Please show each line from the records below that contains the word "branch". Letter case matters.

* **Rows**:
::::::

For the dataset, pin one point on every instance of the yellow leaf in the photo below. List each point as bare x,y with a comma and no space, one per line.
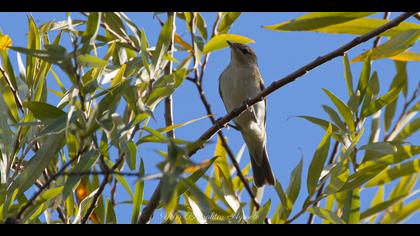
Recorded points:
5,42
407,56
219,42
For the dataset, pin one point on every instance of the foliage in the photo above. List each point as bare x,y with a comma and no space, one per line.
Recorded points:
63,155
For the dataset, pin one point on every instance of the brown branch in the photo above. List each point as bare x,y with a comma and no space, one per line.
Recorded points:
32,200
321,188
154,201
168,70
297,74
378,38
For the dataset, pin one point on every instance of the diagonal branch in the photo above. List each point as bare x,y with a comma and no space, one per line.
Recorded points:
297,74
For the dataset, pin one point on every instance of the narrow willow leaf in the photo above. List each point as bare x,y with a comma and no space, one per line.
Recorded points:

::::::

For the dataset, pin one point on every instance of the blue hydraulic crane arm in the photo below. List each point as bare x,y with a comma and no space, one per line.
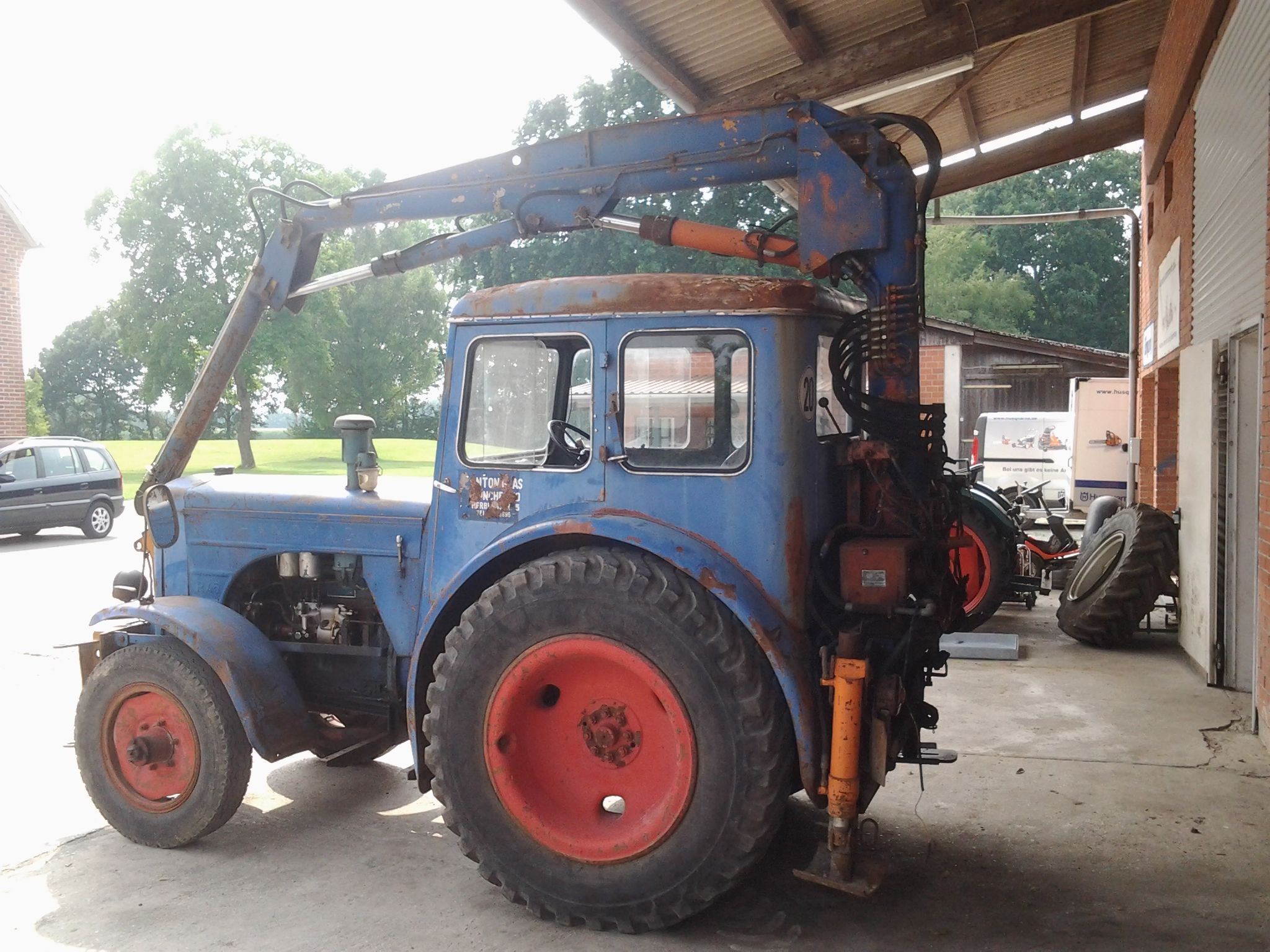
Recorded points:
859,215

::::::

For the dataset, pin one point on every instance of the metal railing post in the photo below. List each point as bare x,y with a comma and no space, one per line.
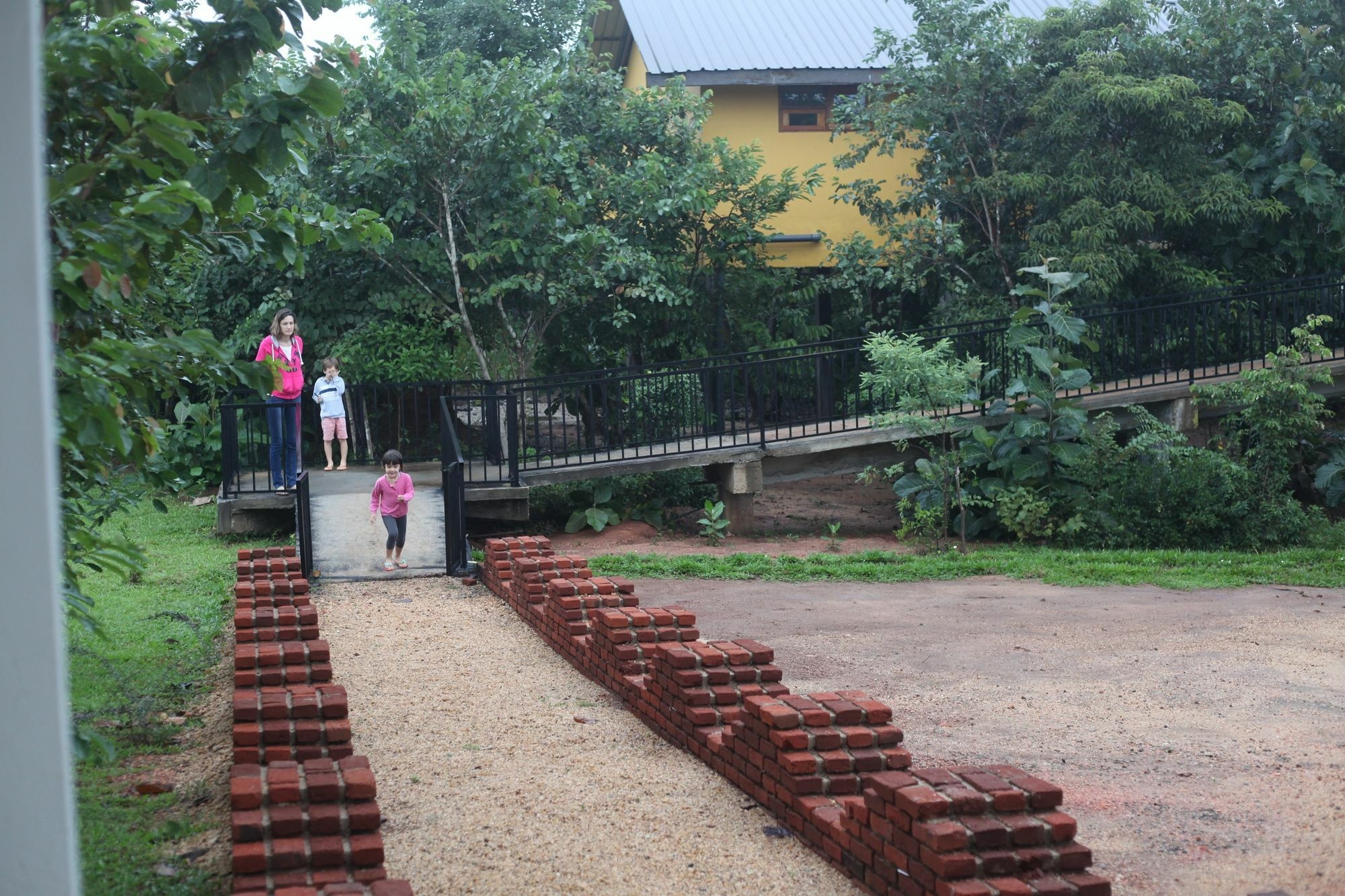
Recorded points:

::::::

* **Correct answer**:
For the dataset, pin one point on every instance of the brown branch in the photo above. List each point as bare x,y with a comma and no space, one per line.
For the dataset, pin one point on every instance of the diagonal branch in the photo above. List each point as bare x,y with a comma and no space, one per line.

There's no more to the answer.